# start of Records for the task

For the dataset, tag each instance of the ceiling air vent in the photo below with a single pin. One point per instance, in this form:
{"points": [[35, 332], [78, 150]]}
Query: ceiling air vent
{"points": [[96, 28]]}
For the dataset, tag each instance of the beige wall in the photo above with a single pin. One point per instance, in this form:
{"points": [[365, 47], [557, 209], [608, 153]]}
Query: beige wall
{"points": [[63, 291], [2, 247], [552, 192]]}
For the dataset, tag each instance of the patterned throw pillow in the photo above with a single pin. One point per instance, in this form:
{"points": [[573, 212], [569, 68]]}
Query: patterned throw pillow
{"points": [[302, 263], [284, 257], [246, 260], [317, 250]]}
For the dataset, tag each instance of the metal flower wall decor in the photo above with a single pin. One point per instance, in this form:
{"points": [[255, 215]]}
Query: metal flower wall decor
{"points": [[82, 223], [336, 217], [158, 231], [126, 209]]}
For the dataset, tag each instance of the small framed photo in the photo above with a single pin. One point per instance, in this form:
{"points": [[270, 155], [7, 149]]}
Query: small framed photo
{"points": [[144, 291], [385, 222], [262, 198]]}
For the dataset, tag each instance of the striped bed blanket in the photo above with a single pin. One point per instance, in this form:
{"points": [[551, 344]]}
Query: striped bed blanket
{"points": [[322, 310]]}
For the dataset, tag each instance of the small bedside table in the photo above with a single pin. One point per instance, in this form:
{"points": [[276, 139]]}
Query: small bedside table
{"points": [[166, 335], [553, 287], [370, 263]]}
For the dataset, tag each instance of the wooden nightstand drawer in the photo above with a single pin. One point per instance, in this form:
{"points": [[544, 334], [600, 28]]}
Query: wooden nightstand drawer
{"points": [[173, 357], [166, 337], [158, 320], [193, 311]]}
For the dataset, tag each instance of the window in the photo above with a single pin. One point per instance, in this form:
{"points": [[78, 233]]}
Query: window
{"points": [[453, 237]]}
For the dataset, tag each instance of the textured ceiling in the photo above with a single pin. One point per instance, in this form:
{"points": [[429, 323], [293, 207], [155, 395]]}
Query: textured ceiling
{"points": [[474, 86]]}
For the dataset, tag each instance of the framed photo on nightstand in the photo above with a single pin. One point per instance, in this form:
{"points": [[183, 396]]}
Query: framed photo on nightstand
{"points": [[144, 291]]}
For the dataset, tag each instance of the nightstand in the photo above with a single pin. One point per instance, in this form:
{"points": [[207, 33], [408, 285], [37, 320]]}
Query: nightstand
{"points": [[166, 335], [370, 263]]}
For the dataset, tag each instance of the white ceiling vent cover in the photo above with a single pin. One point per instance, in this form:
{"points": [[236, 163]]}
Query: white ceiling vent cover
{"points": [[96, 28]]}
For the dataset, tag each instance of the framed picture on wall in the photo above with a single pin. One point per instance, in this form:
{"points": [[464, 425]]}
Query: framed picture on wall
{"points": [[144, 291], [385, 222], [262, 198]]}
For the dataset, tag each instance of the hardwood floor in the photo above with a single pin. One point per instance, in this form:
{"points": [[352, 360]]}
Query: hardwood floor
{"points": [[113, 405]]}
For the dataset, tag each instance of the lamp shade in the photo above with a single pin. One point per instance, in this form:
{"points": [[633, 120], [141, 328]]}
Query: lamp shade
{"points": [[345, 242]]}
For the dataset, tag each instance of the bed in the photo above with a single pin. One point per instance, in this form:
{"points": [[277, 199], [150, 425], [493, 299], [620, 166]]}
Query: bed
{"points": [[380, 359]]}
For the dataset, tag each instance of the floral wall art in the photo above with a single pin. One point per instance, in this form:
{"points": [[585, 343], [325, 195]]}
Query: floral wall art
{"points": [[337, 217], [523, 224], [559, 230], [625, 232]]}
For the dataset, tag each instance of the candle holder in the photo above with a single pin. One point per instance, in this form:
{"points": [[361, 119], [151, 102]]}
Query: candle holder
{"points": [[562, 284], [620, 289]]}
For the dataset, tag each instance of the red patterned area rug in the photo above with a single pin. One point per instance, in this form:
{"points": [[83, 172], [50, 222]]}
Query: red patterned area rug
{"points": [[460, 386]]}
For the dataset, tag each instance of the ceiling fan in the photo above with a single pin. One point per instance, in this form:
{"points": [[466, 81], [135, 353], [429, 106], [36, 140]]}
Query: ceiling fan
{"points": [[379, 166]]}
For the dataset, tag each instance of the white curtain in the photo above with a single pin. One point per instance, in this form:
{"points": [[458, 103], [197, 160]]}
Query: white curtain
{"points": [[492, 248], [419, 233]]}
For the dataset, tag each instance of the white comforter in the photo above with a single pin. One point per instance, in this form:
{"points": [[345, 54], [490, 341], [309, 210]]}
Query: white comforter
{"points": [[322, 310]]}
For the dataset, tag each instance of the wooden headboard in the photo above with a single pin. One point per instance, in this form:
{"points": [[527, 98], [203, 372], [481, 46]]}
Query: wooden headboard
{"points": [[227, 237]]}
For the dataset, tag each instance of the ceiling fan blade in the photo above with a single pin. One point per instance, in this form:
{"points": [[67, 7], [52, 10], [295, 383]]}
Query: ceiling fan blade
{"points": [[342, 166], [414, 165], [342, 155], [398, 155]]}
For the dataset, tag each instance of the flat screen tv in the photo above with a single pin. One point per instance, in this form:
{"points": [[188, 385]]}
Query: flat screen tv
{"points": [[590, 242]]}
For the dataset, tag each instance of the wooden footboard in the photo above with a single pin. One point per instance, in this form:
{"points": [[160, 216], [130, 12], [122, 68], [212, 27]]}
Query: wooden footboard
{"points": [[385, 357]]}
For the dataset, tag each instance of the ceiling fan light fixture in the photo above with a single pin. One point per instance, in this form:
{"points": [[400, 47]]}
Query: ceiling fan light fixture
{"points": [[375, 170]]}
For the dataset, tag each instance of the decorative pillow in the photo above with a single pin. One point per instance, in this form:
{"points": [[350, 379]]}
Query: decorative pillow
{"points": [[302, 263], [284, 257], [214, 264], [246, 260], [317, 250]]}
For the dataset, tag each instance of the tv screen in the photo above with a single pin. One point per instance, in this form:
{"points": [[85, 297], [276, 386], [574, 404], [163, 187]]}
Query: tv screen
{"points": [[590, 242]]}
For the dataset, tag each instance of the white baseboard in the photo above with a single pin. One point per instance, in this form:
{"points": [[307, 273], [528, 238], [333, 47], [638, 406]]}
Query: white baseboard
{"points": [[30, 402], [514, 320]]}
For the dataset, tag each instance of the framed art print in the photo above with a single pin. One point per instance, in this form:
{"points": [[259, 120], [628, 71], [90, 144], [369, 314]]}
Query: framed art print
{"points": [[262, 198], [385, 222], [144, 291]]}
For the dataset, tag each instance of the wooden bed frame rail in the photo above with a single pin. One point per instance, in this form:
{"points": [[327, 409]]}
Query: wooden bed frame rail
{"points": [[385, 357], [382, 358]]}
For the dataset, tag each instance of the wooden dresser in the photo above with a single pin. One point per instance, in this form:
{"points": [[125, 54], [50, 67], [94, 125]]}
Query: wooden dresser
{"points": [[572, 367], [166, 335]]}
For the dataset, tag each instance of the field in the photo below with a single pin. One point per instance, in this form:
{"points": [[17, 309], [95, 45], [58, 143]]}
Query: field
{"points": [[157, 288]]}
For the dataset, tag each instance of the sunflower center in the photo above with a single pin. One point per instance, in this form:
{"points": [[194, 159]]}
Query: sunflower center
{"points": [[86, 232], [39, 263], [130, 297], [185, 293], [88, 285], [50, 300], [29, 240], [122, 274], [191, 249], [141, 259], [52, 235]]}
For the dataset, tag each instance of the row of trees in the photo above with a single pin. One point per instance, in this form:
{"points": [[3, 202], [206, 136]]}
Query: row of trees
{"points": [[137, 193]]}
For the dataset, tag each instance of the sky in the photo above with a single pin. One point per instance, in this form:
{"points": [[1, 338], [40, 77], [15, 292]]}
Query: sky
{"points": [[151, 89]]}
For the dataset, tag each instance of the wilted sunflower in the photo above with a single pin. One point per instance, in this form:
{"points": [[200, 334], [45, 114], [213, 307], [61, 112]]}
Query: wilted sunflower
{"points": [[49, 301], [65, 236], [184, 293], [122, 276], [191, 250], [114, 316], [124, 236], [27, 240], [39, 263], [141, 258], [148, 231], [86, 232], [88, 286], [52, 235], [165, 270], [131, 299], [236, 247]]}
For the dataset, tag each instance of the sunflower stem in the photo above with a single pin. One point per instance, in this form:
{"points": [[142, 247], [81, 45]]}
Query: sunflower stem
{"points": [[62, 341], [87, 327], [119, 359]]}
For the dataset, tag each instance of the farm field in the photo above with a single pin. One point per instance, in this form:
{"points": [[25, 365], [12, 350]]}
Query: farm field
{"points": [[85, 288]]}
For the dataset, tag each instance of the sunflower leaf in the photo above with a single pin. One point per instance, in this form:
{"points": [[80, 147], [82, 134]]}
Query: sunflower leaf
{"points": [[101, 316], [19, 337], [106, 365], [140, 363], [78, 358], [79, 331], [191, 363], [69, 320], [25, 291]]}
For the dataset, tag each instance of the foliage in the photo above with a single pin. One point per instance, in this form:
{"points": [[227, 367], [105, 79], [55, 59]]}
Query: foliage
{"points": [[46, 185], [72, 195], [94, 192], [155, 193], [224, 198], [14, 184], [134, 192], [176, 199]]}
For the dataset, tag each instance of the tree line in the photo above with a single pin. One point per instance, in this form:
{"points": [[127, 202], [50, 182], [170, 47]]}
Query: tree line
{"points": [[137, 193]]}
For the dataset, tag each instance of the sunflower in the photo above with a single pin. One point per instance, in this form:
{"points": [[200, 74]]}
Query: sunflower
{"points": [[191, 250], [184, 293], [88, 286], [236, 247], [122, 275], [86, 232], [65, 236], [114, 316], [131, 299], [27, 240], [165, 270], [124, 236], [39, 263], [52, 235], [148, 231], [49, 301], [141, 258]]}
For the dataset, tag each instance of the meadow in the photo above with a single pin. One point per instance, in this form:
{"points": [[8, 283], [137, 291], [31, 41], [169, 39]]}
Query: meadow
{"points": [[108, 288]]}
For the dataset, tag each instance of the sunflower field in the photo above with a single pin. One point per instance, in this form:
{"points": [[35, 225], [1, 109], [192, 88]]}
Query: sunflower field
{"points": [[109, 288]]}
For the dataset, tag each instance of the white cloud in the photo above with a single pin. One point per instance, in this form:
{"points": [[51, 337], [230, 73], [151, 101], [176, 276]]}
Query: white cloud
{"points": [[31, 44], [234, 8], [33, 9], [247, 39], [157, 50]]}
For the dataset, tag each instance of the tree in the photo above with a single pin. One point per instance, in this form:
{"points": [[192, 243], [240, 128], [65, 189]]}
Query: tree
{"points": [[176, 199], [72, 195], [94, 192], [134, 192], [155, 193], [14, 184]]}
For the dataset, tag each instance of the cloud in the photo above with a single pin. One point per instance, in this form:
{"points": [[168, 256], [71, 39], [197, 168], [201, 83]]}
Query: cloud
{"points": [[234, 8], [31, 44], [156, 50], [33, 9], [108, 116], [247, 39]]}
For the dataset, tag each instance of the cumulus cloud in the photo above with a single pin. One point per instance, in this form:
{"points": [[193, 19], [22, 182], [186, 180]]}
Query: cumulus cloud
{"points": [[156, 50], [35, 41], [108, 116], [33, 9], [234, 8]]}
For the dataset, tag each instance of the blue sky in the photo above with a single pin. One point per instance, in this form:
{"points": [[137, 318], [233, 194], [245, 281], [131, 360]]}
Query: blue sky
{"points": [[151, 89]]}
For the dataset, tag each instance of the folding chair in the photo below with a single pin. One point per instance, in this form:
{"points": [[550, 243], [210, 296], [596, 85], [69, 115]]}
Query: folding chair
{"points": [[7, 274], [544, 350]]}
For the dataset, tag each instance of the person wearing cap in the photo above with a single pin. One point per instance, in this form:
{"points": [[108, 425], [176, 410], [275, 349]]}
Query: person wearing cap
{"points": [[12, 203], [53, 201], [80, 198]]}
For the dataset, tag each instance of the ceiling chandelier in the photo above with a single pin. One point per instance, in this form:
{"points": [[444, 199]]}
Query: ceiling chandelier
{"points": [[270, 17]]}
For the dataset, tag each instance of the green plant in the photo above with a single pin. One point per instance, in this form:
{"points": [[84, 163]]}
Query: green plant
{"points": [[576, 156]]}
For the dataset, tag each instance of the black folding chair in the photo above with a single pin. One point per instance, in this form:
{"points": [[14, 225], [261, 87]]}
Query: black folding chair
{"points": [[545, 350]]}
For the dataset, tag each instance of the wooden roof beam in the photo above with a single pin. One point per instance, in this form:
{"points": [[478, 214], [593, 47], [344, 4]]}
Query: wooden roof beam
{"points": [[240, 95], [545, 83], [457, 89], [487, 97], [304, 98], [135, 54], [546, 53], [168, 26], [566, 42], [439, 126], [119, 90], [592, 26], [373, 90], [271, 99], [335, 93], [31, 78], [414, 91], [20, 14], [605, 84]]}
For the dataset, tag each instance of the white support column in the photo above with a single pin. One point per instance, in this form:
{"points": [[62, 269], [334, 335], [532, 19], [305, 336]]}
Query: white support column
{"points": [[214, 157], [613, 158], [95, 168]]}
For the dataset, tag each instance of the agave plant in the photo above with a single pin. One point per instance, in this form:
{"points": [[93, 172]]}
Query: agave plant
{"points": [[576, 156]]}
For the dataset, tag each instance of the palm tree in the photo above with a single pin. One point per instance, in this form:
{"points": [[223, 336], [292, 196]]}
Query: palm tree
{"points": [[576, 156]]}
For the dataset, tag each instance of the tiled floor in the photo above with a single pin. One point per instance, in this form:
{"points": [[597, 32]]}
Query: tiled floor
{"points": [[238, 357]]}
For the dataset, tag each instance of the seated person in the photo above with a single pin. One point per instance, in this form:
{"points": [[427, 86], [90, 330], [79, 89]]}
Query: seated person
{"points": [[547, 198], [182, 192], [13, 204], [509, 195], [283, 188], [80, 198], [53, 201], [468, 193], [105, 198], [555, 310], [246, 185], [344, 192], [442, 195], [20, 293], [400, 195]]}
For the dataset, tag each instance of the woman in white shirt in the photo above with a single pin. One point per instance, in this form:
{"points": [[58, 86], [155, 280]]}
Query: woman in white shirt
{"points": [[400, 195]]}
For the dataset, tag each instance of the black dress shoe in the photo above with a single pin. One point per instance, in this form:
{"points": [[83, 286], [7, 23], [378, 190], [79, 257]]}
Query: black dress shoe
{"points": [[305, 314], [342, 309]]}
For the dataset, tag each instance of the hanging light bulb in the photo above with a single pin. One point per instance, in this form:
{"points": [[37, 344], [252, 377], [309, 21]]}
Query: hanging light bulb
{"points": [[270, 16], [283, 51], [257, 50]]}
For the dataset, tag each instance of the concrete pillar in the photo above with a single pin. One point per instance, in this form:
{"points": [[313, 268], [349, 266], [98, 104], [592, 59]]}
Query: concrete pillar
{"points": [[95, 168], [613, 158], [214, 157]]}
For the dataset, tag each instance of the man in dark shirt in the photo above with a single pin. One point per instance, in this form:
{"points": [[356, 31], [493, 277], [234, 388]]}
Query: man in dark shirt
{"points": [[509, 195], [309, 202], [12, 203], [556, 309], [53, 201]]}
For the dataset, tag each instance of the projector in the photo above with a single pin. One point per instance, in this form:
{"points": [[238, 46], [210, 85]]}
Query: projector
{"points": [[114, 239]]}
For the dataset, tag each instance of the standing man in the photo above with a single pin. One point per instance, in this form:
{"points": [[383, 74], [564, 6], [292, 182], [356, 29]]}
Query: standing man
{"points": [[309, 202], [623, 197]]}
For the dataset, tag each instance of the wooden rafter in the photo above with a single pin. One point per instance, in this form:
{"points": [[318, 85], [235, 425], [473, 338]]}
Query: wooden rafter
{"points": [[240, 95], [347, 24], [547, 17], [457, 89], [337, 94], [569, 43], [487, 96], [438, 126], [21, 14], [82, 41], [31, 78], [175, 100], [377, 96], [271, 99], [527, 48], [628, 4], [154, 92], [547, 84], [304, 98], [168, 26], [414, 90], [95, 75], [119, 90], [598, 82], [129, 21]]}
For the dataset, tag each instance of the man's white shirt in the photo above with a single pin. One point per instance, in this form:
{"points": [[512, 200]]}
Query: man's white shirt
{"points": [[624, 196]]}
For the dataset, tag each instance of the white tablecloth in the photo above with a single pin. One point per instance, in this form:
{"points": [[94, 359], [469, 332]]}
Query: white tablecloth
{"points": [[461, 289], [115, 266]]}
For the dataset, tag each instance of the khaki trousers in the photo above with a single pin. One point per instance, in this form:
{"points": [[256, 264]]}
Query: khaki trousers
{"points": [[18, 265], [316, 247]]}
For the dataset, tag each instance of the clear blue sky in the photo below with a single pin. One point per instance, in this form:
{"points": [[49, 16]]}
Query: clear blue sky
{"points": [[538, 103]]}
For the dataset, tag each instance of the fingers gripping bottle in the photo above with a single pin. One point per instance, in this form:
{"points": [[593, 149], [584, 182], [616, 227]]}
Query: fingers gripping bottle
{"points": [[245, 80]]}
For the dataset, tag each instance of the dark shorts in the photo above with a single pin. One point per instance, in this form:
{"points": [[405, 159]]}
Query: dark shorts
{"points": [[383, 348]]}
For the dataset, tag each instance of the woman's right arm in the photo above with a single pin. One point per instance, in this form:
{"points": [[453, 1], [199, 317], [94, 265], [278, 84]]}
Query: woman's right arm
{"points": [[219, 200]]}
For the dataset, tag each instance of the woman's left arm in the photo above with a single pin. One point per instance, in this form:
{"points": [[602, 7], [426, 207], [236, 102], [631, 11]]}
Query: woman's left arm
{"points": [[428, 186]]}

# end of Records for the task

Problem description -
Repeat the lines from the one containing "For the dataset, tag each instance of the dark" through the end of the listing, exactly and without any other lines; both ends are included.

Result -
For the dataset, tag each instance of the dark shorts in the photo above with a single pin. One point per instance, in this form:
{"points": [[405, 159]]}
Query: dark shorts
{"points": [[383, 348]]}
For the dataset, tag each instance of the woman's right arm in the photo above with a single pin. One point per instance, in this form:
{"points": [[453, 1], [199, 317], [94, 265], [278, 84]]}
Query: woman's right arm
{"points": [[219, 200]]}
For the dataset, tag each instance of the woman's left arm in the photo above with a single pin. One point per instance, in this form:
{"points": [[602, 7], [426, 207], [236, 102], [631, 11]]}
Query: woman's left arm
{"points": [[428, 186]]}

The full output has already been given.